Items listed in a dataset
- - -

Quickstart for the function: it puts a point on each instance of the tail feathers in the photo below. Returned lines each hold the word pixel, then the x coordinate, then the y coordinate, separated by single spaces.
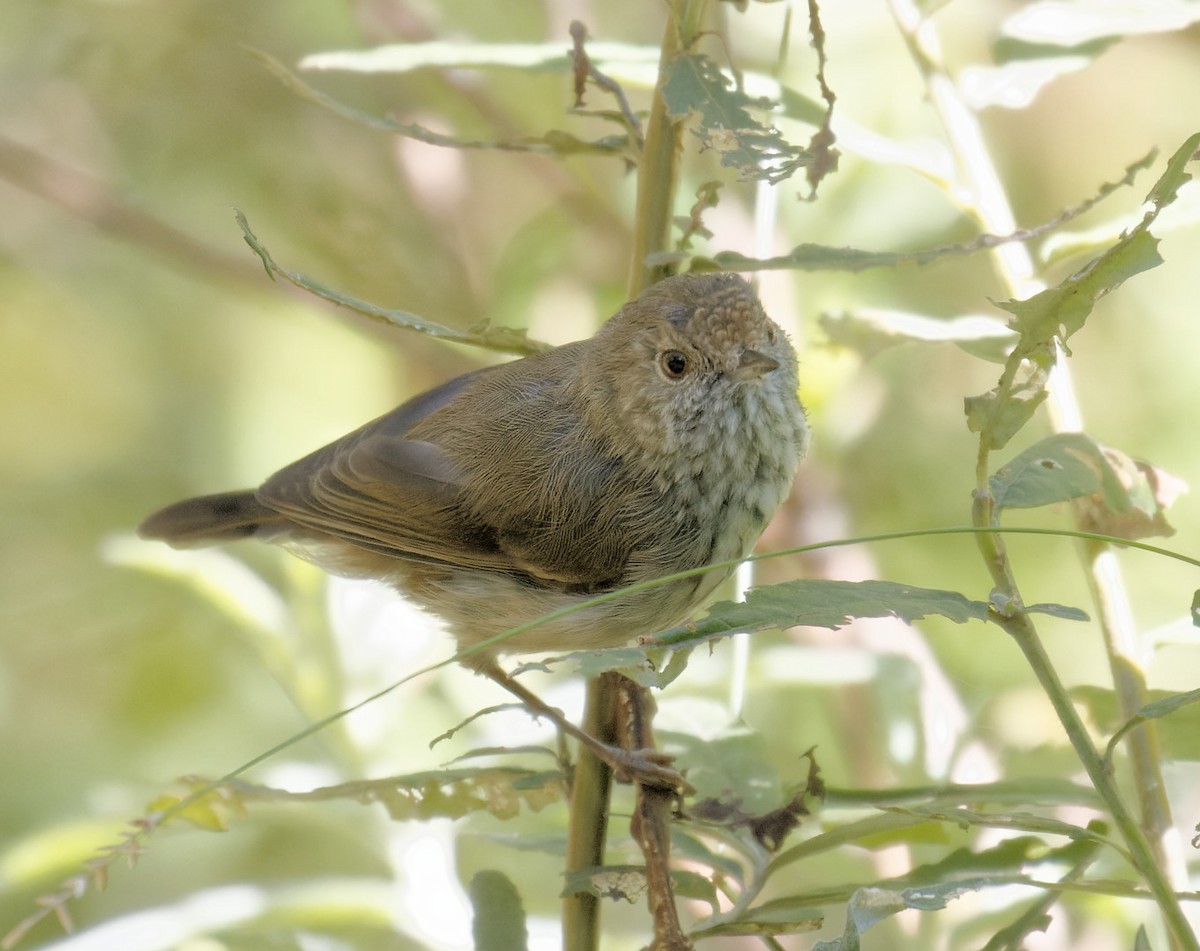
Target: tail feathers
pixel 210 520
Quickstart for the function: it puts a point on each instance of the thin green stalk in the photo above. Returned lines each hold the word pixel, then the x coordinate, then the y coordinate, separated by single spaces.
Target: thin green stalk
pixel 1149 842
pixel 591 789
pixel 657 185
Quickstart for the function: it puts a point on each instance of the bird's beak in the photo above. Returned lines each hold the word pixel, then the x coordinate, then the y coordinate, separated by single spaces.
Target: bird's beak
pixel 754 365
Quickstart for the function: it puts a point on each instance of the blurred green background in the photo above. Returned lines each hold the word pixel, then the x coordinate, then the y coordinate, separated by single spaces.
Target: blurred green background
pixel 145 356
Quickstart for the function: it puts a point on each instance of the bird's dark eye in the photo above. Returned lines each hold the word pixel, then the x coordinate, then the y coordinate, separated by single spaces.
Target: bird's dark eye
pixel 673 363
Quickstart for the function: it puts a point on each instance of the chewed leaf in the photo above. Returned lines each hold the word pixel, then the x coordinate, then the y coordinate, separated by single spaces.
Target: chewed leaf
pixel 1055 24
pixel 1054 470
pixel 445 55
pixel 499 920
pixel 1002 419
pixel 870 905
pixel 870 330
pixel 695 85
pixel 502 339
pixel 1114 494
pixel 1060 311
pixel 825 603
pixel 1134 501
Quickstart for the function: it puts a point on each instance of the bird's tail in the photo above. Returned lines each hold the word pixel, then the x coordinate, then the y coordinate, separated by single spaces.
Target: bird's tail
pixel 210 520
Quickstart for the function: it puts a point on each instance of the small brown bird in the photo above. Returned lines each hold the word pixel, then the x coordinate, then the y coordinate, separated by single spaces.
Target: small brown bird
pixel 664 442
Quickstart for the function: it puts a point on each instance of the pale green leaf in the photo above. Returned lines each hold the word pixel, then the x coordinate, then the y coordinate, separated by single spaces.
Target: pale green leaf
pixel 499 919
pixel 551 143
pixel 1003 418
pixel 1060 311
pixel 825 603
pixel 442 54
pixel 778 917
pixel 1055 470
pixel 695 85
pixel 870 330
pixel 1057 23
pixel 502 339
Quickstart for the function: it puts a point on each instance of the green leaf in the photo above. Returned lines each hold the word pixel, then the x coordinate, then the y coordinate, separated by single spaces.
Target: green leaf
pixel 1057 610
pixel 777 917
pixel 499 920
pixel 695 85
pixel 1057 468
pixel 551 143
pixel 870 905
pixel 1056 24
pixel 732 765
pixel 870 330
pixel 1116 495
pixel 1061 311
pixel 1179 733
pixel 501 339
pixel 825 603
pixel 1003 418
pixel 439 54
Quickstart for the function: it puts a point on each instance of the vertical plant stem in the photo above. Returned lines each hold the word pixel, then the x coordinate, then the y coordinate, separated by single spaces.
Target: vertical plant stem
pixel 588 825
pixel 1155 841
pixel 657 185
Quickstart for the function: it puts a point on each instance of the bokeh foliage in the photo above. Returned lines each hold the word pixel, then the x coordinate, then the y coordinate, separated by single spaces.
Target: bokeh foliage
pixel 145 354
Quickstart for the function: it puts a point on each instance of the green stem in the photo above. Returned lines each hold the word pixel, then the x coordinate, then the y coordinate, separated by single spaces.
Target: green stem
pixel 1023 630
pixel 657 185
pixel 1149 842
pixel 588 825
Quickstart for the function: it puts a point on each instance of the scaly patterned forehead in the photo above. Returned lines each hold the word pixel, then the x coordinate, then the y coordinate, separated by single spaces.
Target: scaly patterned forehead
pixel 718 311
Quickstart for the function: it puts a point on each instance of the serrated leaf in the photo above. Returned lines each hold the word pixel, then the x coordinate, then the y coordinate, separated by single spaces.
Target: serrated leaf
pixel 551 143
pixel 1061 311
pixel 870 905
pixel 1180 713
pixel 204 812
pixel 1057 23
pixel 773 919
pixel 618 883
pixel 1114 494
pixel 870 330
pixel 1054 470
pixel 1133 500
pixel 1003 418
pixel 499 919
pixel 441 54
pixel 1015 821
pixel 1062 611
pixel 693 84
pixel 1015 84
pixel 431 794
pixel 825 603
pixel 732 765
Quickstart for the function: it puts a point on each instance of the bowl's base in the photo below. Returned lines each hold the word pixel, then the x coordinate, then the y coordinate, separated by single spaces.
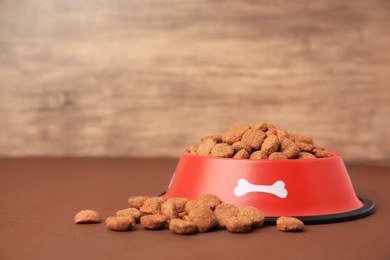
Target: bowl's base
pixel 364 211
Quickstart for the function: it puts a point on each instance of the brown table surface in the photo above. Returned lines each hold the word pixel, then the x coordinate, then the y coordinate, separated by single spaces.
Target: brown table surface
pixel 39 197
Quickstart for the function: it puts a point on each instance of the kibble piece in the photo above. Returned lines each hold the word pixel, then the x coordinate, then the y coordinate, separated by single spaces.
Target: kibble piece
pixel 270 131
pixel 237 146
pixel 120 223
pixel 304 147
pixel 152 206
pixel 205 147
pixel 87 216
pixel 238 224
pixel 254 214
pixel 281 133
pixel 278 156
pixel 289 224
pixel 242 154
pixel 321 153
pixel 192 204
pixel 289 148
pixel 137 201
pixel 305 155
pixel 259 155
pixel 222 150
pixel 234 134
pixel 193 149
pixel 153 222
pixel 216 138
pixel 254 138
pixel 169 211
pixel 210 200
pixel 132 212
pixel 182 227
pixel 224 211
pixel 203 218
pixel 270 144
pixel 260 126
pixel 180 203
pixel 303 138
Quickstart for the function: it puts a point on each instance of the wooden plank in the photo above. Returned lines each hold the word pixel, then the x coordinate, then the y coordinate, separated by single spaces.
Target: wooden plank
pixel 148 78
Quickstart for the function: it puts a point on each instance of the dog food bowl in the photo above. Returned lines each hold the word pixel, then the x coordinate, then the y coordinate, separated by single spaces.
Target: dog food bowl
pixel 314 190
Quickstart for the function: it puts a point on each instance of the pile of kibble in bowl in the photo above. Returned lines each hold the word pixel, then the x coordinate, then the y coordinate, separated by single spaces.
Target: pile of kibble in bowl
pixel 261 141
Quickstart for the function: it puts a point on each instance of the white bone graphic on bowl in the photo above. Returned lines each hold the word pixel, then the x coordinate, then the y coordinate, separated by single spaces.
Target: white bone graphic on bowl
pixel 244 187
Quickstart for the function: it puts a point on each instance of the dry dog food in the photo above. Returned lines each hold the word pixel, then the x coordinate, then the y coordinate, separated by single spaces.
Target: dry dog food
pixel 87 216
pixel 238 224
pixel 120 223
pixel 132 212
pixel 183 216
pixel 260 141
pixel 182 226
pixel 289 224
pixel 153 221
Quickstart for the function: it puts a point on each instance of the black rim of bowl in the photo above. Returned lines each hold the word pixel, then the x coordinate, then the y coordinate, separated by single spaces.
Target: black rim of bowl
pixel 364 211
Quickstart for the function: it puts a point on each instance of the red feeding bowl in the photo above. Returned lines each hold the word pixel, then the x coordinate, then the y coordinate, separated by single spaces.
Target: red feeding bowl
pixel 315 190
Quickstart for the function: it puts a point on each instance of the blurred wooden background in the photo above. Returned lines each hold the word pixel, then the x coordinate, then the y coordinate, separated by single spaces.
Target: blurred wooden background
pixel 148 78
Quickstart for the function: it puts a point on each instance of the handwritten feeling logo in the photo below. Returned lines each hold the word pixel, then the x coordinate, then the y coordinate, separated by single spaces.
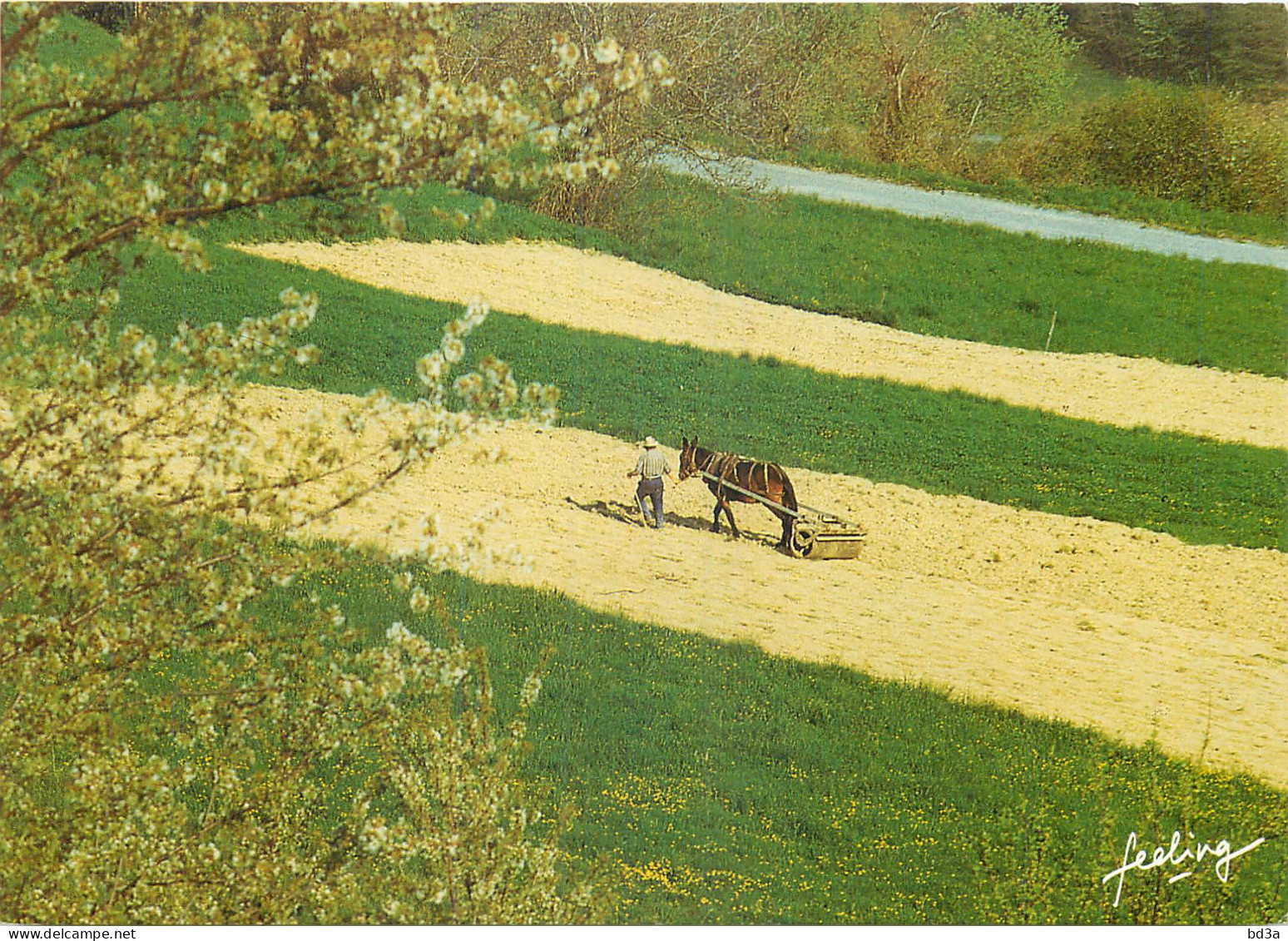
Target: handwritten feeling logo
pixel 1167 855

- - -

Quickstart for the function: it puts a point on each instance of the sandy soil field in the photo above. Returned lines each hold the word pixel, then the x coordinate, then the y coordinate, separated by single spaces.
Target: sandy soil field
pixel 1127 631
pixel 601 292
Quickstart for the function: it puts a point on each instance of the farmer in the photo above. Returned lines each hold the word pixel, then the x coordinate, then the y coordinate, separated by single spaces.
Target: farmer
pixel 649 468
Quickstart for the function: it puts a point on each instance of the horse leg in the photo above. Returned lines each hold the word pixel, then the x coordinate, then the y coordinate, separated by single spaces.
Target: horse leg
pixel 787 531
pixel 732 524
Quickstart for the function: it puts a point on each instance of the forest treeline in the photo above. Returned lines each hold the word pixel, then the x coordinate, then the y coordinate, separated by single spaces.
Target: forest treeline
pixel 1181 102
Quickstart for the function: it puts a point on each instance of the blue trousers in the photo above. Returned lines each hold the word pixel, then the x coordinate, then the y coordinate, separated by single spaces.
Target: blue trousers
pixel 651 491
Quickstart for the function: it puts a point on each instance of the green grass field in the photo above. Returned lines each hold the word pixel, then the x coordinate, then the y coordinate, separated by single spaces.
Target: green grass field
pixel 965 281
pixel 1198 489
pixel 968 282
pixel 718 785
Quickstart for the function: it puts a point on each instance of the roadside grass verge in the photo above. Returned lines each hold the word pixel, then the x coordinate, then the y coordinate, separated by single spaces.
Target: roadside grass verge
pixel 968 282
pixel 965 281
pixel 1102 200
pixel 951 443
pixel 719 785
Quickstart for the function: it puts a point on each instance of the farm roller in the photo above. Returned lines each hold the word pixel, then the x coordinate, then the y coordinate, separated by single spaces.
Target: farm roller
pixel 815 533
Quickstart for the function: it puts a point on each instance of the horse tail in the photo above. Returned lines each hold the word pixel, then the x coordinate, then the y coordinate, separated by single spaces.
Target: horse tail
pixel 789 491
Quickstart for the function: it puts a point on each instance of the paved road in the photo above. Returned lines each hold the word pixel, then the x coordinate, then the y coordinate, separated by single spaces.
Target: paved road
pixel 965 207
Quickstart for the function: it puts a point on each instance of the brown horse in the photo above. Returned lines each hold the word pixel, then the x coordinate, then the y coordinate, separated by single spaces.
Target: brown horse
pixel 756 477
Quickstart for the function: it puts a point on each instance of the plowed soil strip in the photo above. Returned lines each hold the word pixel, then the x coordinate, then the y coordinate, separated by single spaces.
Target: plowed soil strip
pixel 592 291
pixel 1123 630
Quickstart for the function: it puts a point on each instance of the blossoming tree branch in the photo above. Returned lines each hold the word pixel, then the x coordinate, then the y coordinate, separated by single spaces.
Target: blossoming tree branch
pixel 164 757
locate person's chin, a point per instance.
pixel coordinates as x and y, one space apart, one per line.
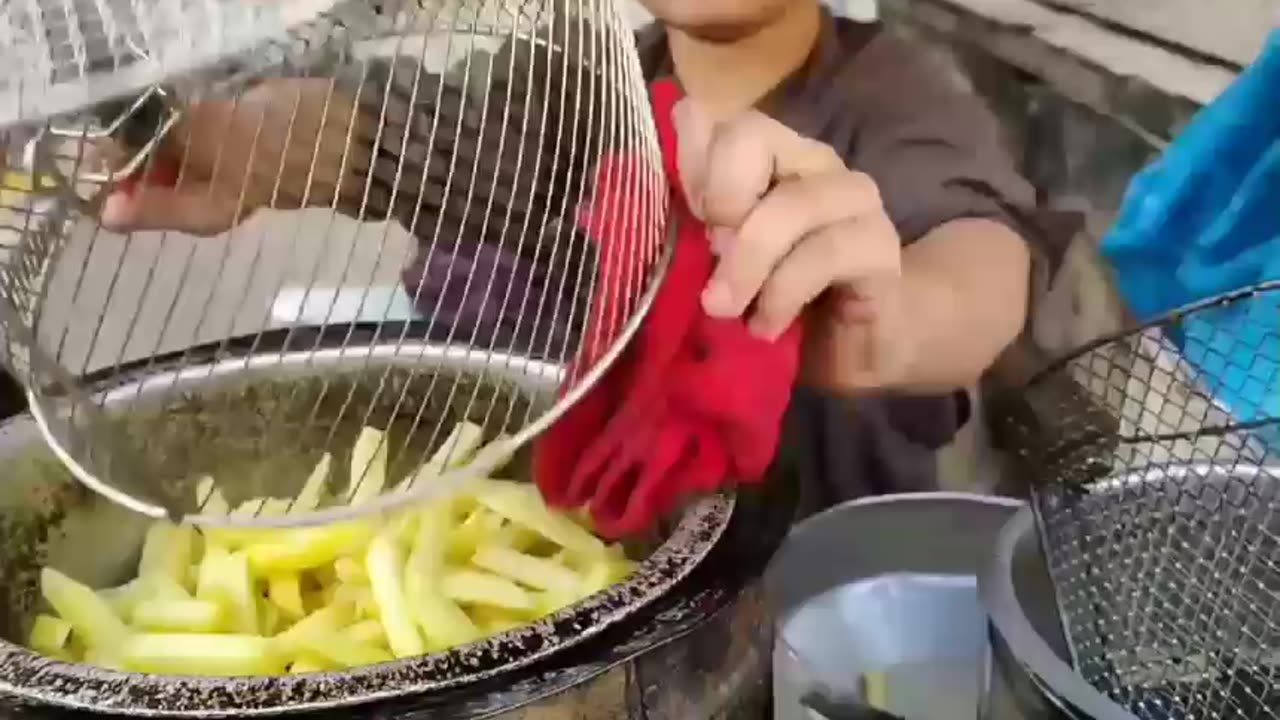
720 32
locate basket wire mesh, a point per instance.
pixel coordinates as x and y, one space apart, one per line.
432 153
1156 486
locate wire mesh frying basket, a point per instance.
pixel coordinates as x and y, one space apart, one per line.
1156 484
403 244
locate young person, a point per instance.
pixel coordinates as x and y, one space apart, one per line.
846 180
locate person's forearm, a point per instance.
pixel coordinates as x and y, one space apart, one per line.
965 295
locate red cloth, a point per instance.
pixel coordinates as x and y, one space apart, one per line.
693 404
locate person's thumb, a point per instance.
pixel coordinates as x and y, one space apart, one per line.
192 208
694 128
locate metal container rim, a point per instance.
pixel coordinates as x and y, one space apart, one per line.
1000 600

- - -

• WORK REQUIRED: Extract every line of the entries above that contains the word "dark", and copy each such line in full.

• RESULT OF THE TASK:
Quickstart for the function: it puts a point on each instance of the bird's dark eye in the photo above. Returned lines each hold the word pixel, then the x coordinate, then the y coordinate, separated by single spaces.
Target: bird's dark eye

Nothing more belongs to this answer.